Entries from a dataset
※

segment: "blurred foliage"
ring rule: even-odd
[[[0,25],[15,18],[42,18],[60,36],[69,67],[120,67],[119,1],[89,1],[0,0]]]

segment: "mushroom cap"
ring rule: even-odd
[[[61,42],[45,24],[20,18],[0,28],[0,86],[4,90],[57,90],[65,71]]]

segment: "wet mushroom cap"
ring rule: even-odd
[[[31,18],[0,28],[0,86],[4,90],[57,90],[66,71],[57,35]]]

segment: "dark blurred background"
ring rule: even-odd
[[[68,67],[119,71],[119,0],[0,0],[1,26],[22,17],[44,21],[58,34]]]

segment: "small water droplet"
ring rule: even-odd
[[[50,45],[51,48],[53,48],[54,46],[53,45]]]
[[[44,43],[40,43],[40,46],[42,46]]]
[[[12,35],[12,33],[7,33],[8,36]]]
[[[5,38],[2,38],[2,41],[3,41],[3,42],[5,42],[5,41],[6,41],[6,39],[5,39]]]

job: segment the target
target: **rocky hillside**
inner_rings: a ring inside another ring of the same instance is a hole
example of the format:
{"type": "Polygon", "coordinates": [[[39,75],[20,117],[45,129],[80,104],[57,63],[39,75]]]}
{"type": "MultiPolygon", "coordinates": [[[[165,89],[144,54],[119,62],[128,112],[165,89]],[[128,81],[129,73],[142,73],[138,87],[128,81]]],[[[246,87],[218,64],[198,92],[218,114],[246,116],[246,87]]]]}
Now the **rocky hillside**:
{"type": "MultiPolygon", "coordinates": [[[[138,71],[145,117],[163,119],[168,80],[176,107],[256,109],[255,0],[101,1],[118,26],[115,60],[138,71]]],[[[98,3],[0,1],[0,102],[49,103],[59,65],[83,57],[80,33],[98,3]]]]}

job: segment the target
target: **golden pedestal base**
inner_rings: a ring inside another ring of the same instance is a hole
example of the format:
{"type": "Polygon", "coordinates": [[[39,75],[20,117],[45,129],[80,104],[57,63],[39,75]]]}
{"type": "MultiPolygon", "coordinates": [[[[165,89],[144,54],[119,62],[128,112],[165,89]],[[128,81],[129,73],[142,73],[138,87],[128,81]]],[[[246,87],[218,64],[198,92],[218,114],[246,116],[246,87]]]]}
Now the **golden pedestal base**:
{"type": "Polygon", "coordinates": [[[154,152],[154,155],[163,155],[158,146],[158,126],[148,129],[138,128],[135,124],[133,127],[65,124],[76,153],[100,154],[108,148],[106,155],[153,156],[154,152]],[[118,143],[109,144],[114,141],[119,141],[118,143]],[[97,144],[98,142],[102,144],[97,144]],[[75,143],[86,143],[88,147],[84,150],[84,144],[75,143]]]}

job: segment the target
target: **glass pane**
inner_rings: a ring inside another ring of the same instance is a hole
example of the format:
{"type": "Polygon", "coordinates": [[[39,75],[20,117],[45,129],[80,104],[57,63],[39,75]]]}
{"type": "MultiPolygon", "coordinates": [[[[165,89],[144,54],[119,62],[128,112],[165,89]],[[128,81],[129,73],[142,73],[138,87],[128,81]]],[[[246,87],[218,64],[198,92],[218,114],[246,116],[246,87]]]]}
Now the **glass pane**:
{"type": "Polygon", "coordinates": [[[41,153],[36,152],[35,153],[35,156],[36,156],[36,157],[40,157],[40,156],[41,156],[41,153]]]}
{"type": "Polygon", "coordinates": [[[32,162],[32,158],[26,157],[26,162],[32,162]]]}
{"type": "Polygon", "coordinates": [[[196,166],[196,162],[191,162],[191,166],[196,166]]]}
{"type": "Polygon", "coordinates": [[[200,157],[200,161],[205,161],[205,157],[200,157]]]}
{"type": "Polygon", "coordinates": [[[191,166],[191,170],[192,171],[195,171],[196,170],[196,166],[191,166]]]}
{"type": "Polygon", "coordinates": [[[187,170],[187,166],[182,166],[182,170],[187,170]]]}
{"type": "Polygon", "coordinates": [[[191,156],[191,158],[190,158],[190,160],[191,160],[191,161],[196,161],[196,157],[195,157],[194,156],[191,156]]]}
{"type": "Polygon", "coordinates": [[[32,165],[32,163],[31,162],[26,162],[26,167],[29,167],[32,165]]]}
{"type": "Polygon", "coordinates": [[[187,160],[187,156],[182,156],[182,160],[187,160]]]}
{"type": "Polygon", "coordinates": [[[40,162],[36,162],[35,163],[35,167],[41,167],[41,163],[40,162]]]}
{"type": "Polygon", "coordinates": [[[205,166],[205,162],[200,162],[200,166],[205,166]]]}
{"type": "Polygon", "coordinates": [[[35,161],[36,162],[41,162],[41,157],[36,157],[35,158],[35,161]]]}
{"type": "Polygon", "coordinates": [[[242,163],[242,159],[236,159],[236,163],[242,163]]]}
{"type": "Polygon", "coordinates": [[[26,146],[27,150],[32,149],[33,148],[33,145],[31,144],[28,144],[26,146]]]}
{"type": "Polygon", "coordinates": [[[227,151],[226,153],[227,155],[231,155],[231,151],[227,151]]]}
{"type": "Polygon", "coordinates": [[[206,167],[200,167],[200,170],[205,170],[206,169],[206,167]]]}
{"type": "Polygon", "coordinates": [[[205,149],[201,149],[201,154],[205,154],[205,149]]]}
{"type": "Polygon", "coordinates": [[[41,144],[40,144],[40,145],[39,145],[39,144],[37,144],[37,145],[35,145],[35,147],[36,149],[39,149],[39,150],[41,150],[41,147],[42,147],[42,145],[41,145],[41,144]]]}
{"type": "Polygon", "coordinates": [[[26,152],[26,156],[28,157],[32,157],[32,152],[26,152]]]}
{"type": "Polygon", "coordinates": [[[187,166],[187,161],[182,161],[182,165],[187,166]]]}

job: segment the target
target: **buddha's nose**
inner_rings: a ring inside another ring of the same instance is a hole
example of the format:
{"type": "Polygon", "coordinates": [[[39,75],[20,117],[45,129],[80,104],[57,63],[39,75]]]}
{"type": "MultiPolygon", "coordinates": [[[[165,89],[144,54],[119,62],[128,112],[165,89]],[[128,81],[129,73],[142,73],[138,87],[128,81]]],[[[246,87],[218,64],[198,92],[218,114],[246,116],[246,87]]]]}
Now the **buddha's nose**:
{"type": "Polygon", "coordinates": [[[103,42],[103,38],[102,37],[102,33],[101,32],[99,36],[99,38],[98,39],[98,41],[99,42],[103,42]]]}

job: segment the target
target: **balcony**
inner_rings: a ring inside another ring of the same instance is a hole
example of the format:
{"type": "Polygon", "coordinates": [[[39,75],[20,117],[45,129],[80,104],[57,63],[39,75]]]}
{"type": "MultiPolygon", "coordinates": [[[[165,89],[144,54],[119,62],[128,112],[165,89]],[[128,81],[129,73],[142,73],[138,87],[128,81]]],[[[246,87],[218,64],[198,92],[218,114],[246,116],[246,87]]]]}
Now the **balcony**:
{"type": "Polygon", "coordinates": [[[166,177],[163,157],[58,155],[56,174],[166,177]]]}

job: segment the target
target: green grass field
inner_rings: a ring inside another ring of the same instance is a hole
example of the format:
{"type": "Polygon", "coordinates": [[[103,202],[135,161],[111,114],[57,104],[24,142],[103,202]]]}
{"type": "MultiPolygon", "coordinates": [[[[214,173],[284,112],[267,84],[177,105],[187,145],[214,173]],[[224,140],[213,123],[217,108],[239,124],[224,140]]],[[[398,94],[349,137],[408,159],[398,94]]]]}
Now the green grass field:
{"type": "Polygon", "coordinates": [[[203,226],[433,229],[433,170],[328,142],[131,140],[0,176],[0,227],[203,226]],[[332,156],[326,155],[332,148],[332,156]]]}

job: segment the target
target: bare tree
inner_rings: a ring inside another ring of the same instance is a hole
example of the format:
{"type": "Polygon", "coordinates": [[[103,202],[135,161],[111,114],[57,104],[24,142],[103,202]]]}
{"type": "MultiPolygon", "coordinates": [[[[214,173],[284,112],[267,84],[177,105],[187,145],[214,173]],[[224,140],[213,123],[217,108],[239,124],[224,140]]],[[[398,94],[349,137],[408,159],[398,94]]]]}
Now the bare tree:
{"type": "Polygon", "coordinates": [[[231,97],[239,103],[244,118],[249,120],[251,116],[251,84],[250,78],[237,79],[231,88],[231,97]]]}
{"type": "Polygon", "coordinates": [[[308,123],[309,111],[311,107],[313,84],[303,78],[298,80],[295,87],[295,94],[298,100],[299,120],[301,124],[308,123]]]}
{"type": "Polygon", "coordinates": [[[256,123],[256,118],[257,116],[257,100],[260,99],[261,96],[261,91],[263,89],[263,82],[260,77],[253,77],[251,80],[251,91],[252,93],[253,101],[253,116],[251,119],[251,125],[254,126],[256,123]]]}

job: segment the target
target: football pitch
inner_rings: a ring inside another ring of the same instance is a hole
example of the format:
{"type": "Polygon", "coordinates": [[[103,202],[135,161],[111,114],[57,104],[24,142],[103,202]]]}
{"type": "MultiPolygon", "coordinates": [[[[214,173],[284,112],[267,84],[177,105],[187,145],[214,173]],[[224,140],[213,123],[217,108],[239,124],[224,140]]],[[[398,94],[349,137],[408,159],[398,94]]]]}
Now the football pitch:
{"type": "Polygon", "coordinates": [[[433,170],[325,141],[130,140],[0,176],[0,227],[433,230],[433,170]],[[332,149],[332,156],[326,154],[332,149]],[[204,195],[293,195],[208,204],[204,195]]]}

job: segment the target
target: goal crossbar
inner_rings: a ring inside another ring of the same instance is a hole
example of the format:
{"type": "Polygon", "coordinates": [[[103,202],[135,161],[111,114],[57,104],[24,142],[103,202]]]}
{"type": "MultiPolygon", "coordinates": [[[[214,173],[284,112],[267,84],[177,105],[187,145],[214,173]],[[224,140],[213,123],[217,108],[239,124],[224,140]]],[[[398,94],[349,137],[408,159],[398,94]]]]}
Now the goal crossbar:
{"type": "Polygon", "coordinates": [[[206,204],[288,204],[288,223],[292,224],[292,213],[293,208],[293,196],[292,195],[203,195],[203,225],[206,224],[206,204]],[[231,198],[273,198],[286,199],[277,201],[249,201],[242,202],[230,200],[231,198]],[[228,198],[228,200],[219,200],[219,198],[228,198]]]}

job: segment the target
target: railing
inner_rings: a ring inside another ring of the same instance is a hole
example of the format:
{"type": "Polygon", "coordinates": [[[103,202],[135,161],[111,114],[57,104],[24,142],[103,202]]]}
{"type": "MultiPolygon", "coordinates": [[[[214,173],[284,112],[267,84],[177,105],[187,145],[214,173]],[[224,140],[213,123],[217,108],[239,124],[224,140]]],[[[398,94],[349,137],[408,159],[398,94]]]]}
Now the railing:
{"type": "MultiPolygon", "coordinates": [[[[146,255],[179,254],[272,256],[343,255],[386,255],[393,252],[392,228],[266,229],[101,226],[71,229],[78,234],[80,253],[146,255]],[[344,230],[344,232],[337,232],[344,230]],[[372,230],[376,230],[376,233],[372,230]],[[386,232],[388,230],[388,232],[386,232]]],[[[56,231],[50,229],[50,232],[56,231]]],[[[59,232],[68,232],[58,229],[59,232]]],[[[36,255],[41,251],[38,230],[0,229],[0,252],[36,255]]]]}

※

◆ PROBLEM ◆
Collect every line of the data above that contains the string "football" and list those lines.

◆ SOLUTION TO THIS TASK ◆
target: football pitch
Now the football pitch:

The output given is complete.